--- Begin Document section ---

On Fri, Jan 21, 2011 at 08:41:52AM -0600, Geoffrey Wehrman wrote:
> On Fri, Jan 21, 2011 at 01:51:40PM +1100, Dave Chinner wrote:
> | Realistically, for every disadvantage or advantage we can enumerate
> | for specific workloads, I think one of us will be able to come up
> | with a counter example that shows the opposite of the original
> | point. I don't think this sort of argument is particularly
> | productive. :/
>
> Sorry, I wasn't trying to be argumentative. Rather I was just documenting
> what I saw as potential issues. I'm not arguing against your proposed
> change. If you don't find my sharing of observations productive, I'm
> happy to keep my thoughts to my self in the future.
Ah, that's not what I meant, Geoffrey. Reading it back, I probably
should have said "direction of discussion" rather than "sort of
argument" to make it more obvious I trying not to get stuck with us
goign round and round trying to demonstrate the pros and cons of
different approaches on a workload-by-workload basis.

--- End Document section ---

- Direction:
Answer these questions about the email thread above.
1. Who wrote the message that Geoffrey Wehrman quotes?
2. On what day and date did Geoffrey Wehrman write his reply?
3. In the last reply, what phrase does the writer say should have been used in place of "sort of argument"?

--- Begin Entries shown ---

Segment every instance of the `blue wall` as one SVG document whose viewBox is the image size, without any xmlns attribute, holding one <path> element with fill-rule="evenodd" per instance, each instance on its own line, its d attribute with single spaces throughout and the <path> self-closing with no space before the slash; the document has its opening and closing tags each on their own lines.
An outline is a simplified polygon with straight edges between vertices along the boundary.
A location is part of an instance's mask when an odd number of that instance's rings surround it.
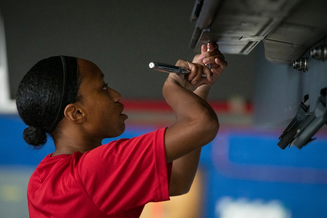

--- End Entries shown ---
--- Begin Entries shown ---

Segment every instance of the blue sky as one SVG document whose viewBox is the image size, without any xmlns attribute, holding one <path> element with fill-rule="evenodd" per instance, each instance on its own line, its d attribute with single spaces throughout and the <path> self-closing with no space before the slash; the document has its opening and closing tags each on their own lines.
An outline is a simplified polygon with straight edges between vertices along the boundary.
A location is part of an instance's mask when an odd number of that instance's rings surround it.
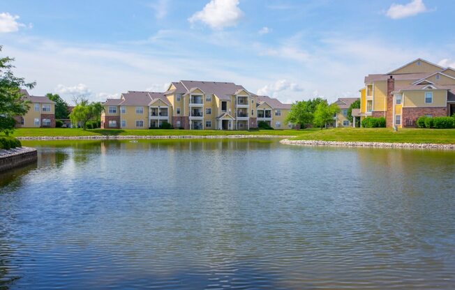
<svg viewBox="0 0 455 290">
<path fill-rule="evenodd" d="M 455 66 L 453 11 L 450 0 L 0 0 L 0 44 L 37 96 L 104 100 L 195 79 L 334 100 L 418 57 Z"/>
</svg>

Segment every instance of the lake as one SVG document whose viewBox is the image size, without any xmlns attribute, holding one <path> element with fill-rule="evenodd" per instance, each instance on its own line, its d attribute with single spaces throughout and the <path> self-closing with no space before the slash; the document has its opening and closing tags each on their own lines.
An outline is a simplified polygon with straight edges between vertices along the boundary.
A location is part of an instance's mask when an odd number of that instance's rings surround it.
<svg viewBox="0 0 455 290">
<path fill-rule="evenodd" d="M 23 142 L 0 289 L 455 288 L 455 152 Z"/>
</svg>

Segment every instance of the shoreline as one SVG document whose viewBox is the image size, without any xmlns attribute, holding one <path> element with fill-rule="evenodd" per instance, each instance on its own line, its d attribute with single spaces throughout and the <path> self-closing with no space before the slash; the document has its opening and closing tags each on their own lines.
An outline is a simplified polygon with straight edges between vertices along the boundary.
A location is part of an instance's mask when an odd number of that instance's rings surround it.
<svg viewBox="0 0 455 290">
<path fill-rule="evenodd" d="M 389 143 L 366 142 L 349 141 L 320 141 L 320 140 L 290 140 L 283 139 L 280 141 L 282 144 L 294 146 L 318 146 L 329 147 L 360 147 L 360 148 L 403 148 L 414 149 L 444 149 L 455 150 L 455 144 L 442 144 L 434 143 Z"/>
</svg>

--- End Entries shown ---
--- Begin Entries shown ---

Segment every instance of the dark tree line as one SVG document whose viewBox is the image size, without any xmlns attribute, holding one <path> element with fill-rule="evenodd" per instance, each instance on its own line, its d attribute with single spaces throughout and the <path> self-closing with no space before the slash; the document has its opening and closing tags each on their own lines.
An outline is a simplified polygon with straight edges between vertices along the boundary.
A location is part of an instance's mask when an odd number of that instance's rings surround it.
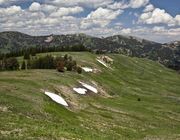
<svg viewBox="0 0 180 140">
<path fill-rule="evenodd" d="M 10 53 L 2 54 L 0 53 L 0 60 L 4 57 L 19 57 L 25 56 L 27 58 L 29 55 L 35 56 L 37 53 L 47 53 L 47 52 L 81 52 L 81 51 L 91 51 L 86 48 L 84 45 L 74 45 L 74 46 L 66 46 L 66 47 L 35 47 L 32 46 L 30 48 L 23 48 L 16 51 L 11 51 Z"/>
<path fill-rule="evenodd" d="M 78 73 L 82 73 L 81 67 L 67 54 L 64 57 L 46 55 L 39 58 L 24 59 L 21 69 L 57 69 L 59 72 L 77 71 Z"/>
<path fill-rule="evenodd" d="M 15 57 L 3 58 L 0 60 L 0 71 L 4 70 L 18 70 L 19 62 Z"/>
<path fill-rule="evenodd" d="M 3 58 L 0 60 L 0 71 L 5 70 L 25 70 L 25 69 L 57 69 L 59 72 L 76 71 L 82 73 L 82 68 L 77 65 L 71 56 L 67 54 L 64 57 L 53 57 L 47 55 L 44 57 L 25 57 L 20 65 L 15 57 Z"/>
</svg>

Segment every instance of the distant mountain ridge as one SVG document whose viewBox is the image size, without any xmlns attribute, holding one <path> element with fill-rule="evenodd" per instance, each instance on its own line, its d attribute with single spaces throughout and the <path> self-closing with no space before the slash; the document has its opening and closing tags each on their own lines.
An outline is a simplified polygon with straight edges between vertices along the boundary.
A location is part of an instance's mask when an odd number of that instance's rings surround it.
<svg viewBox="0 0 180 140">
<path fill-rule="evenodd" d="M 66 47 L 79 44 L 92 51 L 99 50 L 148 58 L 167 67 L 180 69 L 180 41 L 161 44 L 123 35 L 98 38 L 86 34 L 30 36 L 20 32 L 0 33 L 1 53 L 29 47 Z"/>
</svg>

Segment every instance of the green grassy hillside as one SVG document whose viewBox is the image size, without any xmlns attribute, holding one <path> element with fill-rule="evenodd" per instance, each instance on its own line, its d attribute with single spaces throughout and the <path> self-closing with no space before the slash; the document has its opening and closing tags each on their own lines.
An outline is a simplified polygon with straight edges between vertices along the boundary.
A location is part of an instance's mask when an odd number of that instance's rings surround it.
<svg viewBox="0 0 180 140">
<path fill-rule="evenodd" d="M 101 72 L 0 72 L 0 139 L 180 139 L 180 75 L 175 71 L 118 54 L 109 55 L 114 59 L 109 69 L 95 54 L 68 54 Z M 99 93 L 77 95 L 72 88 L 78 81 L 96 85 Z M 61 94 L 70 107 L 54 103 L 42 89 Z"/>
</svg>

--- End Entries shown ---

- Solution:
1. Dave Chinner
2. Friday, January 21, 2011
3. "direction of discussion"